• _Extrait_
○ ○ ○ ○
Couple
Faire le ménage dans nos amitiés
On fait parfois le ménage dans nos amitiés à la suite d'une chicane ou d'un conflit insurmontable. Ou alors, la vie nous pousse tranquillement à le faire. On réalise qu'on ne «connecte» plus autant avec certaines copines, que leur amitié ne nous apporte plus grand-chose. C'est ce qui est arrivé à Amélie, 28 ans. «Au secondaire, nous étions cinq filles toujours ensemble, raconte-t-elle. Avec l'université, nous avons pris des voies différentes. Au début, on se revoyait souvent, on se téléphonait. Petit à petit, c'est devenu moins fréquent. Je me suis fait d'autres amies, elles aussi. On se croise à l'occasion, c'est sympa, mais ça n'a rien à voir avec ce que c'était. Pour moi, c'est mieux ainsi. Ces filles font partie d'une belle période de ma vie, mais je suis ailleurs maintenant. J'ai changé, on a toutes changé. On ne s'en veut pas, mais on n'a pas envie, non plus, de faire semblant qu'on a encore une tonne de choses à se dire.»
○ ○ ○ ○
• _Consigne à suivre_
Prolongez le texte sur le ménage dans nos amitiés au-delà de sa dernière phrase.

• _Liste des données_
○ ○ ○ ○
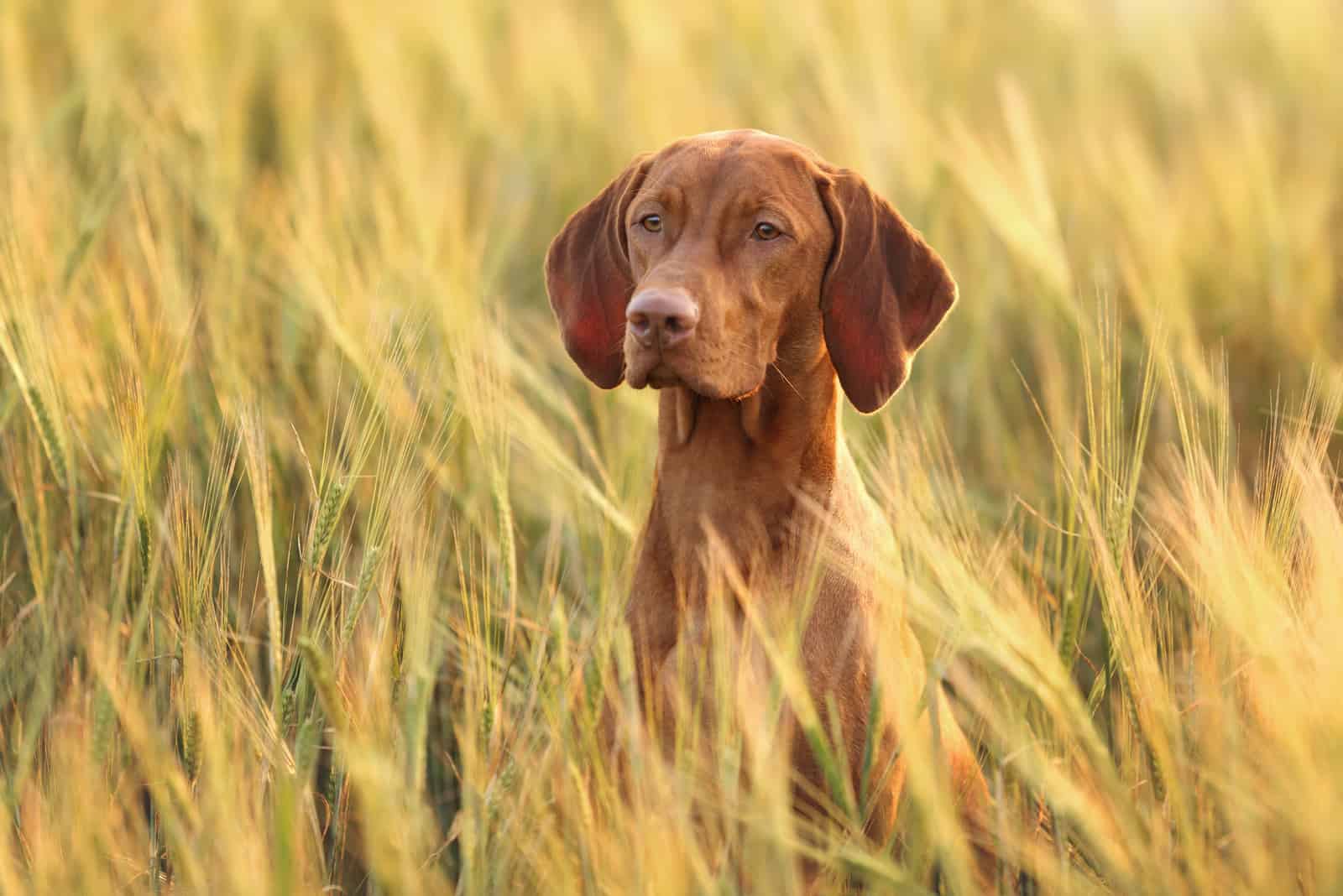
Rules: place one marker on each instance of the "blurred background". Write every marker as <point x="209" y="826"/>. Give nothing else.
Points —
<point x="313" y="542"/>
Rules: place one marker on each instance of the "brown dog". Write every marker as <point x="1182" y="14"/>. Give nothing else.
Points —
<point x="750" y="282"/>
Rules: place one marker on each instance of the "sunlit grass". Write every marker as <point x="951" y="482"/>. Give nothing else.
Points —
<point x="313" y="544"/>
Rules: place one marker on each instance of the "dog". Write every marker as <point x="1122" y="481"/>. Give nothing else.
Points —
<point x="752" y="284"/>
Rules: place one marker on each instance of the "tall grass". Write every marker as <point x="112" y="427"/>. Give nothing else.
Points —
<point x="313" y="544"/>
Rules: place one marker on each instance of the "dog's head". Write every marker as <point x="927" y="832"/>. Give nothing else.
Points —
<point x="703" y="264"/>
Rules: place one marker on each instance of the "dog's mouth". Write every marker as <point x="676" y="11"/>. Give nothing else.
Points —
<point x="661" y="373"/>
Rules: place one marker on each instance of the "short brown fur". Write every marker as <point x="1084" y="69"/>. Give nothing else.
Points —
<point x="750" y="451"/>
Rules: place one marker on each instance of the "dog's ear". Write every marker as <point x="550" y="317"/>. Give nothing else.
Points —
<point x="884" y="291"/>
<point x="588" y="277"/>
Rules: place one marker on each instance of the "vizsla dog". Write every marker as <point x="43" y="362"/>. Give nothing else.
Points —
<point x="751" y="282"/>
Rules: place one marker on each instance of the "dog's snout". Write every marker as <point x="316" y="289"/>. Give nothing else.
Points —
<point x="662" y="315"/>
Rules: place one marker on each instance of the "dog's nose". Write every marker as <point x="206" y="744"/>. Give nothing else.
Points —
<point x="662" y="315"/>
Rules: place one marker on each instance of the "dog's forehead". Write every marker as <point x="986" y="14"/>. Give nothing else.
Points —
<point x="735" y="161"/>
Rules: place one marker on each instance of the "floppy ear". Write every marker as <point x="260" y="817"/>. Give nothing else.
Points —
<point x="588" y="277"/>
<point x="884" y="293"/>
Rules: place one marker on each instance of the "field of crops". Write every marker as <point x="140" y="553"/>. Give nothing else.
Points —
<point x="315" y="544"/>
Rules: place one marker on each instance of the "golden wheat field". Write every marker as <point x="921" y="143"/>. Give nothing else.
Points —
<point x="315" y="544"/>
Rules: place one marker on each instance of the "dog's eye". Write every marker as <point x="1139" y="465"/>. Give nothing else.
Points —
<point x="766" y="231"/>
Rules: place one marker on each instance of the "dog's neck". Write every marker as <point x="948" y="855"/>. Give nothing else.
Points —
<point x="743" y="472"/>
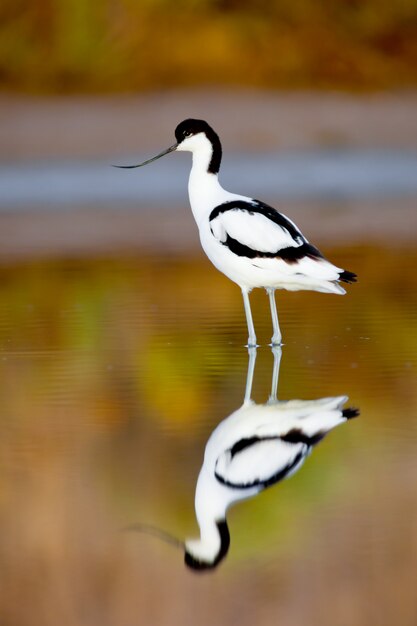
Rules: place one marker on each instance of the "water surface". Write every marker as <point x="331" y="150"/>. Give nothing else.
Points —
○ ○ ○ ○
• _Corrigé de l'exercice_
Ce processus est tout à fait normal, confirme la psychologue Jalène Allard. «On a généralement beaucoup d'amis au début de l'âge adulte. On fait beaucoup d'activités ensemble. Puis, les choses se modifient. En vieillissant, un élagage naturel s'opère dans nos amitiés. On évolue, nos chemins changent et, parfois, s'éloignent. À cause du temps qu'on consacre au travail, aux enfants et à la vie de couple, on recherche davantage la qualité que la quantité en amitié.» Un nouvel amoureux, la naissance d'un enfant, un boulot tout neuf, un déménagement, un tournant important dans nos valeurs: tous ces gros changements peuvent modifier notre réseau.
France, 47 ans, a vu une amitié vieille de 20 ans s'étioler lorsque sa copine a décidé d'adopter la simplicité volontaire et de s'établir à la campagne, il y a 2 ans. «Cet éloignement physique a coïncidé avec la distance qui s'est installée entre nous. Le travail occupe encore une grande place dans ma vie, alors on n'avance plus au même rythme. On se voit encore de temps à autre, mais je me sens critiquée par son regard. J'imagine qu'elle aussi se sent comme ça.»Un geste pas toujours facile...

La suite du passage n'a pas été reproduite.